EXERCISE » Please copy out the lines, word for word, from the first one through the line containing "here is a sample".

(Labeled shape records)

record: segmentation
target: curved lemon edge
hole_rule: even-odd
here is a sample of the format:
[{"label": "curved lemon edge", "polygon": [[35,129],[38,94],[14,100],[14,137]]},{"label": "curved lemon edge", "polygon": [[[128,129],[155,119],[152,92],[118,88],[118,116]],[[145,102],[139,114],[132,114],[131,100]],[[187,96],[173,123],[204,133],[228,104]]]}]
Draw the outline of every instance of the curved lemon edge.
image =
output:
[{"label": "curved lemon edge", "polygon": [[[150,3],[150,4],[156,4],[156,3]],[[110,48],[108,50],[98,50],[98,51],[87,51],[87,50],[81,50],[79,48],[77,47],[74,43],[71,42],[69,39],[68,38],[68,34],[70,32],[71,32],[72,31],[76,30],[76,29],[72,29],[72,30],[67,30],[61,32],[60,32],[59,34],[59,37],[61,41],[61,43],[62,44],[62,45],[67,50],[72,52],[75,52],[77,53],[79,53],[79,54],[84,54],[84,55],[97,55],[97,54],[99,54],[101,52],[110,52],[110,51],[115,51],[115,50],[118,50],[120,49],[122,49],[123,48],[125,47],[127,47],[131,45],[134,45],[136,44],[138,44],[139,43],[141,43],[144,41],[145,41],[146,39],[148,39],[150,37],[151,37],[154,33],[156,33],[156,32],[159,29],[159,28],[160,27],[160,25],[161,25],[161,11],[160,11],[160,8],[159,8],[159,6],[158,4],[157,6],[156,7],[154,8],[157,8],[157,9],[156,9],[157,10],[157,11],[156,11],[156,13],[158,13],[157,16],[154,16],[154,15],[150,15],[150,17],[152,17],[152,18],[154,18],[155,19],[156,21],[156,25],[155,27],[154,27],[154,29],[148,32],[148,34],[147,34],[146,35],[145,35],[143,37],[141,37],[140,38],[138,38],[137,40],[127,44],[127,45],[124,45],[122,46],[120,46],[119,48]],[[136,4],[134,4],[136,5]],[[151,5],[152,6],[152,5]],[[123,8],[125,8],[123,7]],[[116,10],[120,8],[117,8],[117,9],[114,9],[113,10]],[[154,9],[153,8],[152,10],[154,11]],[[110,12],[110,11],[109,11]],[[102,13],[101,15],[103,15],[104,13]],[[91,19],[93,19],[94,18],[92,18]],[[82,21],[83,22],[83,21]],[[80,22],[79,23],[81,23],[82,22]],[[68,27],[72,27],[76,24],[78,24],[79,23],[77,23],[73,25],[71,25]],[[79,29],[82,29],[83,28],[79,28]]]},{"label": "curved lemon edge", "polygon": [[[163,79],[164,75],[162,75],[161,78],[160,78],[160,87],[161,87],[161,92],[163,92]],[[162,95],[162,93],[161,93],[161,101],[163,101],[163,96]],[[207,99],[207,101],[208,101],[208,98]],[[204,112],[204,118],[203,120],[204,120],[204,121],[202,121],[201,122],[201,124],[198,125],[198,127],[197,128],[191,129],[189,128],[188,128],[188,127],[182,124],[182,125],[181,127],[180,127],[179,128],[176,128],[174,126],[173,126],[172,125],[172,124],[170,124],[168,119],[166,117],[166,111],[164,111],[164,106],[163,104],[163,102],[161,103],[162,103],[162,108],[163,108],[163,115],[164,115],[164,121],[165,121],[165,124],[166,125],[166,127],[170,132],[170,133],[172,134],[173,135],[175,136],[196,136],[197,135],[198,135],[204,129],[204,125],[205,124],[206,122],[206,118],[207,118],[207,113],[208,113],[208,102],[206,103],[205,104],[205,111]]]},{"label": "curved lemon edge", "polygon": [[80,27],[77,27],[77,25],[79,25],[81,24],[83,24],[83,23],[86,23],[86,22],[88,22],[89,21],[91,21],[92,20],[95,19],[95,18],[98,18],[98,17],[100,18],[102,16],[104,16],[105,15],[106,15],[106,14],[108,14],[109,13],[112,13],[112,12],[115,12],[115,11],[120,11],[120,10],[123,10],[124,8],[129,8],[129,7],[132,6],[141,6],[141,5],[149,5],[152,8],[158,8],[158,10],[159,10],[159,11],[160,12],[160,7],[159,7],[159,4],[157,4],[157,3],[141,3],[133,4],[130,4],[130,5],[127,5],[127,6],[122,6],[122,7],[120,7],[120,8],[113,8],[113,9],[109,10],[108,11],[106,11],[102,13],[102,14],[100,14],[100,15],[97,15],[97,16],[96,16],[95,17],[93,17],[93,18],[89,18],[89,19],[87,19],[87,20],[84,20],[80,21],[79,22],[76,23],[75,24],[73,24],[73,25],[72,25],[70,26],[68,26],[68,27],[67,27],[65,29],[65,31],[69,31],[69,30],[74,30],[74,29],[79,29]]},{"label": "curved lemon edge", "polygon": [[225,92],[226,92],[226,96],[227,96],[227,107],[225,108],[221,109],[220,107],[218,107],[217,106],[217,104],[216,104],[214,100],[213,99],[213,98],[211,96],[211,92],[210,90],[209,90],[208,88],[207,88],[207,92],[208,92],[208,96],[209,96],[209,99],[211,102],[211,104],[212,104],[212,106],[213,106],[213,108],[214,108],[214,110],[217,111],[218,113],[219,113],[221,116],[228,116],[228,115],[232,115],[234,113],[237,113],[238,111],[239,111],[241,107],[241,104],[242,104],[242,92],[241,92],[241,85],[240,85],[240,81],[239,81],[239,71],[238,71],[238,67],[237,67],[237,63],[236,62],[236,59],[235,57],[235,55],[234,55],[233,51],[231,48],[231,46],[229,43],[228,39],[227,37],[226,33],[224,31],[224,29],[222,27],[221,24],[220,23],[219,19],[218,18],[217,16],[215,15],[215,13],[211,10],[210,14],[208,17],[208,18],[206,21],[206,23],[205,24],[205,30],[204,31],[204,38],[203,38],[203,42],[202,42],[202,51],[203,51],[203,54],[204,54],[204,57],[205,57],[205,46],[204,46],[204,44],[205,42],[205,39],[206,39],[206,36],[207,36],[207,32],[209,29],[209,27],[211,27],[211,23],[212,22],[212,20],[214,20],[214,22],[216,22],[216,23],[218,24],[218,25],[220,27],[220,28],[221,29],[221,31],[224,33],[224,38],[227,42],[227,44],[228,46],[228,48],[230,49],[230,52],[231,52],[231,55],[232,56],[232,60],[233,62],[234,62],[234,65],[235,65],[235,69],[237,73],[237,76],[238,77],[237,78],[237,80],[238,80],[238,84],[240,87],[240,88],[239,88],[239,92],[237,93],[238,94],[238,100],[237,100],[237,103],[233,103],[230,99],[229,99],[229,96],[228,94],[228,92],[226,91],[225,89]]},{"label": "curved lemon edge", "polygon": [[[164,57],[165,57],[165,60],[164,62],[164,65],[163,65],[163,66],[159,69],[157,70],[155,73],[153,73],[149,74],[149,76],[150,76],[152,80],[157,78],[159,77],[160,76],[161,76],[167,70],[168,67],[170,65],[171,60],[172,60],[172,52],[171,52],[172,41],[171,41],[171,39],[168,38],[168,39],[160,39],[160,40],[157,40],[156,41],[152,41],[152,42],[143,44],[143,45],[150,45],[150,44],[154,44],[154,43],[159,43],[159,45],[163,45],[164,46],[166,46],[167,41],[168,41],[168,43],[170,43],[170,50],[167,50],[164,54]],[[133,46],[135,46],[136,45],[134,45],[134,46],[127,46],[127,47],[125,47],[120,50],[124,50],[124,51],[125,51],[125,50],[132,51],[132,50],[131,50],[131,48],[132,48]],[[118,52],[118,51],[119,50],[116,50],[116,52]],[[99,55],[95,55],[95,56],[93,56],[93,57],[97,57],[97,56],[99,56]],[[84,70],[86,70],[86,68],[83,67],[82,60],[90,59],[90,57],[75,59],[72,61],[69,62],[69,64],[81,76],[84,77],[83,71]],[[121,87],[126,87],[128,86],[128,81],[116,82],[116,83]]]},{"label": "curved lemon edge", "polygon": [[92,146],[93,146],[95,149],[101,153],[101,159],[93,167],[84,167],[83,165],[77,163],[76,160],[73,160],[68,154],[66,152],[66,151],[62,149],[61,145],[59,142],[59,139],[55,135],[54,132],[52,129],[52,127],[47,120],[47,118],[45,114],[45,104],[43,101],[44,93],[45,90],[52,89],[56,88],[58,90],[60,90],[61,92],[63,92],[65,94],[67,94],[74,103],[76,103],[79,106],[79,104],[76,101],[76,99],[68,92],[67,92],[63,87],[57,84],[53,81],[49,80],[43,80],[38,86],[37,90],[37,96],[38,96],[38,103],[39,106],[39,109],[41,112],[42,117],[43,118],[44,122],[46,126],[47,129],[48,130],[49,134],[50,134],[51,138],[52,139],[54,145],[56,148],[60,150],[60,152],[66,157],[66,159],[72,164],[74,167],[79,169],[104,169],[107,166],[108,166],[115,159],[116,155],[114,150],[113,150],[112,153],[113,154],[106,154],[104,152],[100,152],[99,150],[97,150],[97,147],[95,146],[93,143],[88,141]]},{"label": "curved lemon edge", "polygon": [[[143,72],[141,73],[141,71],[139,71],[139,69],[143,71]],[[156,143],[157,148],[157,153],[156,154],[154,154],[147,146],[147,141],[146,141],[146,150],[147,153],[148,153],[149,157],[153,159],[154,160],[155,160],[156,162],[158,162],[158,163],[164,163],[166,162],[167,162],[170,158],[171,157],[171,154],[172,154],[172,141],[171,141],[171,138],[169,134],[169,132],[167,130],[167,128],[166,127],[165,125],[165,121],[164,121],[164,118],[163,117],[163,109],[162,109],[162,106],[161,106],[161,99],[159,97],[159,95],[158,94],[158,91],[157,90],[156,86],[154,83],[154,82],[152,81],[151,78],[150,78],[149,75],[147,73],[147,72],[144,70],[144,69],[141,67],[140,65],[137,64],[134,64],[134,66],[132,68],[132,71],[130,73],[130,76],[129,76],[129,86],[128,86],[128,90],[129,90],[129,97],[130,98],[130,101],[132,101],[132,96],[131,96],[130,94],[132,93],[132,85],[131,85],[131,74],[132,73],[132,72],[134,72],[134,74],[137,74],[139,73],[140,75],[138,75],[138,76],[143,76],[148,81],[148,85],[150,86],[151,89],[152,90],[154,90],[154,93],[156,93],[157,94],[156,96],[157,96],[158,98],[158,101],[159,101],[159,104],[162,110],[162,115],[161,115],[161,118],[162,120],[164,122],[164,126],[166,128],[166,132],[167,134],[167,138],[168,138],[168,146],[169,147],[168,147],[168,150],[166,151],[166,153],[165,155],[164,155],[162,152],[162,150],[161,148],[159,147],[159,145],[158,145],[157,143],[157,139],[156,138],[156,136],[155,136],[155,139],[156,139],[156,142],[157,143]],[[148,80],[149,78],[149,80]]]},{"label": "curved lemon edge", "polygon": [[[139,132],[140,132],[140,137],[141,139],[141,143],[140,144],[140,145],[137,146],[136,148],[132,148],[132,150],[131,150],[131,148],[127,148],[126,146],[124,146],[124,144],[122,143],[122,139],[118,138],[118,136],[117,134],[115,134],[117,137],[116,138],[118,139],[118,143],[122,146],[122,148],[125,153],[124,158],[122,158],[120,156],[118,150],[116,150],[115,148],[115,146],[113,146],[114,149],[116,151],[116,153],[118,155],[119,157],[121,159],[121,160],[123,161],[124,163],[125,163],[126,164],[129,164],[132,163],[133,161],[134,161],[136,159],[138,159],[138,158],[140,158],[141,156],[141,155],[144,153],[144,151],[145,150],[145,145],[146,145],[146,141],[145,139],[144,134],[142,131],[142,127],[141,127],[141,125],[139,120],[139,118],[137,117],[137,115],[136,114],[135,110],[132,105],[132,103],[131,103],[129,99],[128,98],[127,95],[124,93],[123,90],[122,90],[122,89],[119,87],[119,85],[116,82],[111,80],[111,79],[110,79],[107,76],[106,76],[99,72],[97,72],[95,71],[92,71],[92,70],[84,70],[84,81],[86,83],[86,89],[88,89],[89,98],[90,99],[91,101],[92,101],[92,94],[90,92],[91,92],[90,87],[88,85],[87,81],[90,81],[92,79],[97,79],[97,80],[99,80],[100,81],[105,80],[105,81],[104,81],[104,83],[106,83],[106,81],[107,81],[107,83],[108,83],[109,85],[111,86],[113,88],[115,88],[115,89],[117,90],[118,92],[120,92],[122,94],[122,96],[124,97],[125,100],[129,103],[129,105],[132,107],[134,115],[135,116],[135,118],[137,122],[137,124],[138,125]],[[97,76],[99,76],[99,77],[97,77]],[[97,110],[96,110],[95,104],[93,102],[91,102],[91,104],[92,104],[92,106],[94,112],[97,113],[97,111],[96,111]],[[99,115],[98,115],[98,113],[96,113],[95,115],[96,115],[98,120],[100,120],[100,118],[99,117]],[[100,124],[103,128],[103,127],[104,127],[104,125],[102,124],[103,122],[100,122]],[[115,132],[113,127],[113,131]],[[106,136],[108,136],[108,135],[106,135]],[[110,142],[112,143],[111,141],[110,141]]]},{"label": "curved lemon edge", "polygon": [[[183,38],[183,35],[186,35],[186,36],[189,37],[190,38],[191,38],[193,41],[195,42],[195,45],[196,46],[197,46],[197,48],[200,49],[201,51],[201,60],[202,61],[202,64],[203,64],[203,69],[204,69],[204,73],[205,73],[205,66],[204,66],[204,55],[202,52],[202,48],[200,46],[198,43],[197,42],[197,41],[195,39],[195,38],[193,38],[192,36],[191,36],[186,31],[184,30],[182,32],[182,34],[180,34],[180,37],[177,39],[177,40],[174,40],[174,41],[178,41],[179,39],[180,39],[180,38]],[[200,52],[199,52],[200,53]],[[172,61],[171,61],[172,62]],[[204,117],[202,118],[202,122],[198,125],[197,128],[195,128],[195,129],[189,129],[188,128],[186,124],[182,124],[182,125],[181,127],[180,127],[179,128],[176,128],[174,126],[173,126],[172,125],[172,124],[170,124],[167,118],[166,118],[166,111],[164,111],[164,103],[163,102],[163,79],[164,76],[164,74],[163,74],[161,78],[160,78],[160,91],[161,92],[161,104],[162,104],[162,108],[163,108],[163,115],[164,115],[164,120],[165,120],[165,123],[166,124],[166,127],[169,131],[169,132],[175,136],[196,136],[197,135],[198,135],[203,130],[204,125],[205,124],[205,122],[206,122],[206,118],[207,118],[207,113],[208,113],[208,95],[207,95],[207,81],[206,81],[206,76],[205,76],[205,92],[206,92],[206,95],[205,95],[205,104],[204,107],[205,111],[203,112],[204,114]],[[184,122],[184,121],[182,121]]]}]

OUTPUT »
record: segmentation
target: curved lemon edge
hole_rule: even-odd
here is a sample of the format:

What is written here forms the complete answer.